# PROMPT:
Copy out every line of the listing below that contains the word "window".
+++
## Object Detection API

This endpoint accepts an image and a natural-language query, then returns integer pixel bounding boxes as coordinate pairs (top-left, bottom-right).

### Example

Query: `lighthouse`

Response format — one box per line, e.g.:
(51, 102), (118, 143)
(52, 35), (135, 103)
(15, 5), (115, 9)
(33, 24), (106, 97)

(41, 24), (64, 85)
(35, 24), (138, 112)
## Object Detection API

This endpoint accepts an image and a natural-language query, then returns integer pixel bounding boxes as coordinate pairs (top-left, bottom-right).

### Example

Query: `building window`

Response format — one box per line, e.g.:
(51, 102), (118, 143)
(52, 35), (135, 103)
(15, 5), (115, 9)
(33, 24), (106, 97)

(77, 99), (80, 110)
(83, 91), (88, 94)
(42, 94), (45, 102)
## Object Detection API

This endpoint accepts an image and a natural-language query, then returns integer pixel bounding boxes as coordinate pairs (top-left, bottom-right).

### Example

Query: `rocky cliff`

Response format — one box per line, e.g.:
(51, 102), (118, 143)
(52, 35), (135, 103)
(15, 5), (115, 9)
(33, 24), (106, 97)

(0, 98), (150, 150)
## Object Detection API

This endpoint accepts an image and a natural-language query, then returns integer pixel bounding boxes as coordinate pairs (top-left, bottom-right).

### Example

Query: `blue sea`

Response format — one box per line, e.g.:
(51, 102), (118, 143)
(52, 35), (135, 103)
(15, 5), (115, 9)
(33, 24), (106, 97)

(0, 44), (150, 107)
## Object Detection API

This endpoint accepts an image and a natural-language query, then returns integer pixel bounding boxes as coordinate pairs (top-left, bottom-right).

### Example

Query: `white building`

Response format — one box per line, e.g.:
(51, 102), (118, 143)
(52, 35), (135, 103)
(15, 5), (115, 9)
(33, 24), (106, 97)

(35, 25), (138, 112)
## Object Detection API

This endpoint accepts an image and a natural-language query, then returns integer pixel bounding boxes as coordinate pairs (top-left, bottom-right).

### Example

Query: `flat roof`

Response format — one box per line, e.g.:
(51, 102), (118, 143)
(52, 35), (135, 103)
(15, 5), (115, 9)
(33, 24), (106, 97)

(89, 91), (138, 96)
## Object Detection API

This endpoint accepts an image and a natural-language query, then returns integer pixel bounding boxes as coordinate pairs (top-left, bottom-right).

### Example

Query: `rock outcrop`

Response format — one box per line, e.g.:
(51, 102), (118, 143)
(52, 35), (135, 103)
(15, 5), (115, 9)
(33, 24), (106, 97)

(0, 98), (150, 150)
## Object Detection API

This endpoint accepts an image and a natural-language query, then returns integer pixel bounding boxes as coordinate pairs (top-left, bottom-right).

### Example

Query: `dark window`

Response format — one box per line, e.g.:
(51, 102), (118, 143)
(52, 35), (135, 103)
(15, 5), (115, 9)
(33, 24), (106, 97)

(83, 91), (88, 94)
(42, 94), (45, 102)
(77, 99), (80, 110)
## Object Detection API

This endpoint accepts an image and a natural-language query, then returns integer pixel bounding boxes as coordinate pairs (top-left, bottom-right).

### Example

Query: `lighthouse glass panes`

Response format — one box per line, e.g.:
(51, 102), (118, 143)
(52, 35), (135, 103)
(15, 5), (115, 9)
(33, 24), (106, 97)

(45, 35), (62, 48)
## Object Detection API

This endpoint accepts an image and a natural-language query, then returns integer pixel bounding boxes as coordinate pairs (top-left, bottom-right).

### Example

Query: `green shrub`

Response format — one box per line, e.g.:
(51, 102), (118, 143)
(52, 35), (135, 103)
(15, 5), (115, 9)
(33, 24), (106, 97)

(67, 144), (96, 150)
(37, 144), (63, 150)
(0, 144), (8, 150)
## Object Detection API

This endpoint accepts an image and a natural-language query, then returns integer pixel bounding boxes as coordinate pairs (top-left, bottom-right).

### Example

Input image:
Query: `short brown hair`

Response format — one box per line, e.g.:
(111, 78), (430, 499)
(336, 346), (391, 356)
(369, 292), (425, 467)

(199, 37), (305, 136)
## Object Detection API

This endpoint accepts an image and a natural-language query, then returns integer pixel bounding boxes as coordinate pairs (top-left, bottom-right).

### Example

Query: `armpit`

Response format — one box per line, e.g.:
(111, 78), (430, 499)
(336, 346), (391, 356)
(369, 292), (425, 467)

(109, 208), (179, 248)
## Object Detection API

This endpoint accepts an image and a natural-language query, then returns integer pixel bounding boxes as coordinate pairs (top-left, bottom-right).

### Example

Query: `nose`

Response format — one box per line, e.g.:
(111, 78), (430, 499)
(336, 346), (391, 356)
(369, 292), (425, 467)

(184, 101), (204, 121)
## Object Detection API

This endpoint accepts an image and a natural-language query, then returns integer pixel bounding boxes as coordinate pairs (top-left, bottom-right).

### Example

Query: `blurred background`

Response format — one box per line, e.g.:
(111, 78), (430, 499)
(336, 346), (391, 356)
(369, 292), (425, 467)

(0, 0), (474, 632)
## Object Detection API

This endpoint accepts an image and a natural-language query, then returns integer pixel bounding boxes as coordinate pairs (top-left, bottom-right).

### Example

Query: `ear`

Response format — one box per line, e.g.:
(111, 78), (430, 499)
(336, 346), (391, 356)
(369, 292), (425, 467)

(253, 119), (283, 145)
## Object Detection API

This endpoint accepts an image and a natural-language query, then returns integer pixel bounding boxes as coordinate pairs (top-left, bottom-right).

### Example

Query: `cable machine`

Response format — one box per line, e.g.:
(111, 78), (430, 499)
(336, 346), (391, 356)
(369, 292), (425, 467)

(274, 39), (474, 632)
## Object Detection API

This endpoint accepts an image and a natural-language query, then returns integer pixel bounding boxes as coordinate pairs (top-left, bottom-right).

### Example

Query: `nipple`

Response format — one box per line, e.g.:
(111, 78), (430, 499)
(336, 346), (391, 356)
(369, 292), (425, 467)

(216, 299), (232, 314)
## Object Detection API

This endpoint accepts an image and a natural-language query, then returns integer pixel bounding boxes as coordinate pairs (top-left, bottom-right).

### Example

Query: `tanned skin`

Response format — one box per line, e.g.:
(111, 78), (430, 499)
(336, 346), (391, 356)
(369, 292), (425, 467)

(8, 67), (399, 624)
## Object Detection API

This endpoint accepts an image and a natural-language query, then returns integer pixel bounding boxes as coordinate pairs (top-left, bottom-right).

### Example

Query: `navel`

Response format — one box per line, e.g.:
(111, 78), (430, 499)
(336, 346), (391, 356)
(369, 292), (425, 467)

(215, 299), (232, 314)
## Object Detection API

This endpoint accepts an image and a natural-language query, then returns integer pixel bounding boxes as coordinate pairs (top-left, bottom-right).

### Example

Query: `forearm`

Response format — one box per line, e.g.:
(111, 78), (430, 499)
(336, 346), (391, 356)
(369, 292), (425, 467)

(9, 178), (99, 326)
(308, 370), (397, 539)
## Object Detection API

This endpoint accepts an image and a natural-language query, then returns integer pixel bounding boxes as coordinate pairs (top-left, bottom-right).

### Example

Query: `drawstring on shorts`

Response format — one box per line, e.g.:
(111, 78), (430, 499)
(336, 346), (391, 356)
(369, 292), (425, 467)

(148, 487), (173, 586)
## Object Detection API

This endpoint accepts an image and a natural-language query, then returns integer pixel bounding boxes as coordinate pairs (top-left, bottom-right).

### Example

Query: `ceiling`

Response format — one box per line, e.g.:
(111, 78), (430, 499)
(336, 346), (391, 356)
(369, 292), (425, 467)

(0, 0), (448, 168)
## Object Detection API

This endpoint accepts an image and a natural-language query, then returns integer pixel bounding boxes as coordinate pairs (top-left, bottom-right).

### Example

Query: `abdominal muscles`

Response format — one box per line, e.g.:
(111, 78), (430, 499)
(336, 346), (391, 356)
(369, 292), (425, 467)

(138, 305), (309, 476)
+++
# OUTPUT FOR THIS TASK:
Query: `building window`
Query: `dark window`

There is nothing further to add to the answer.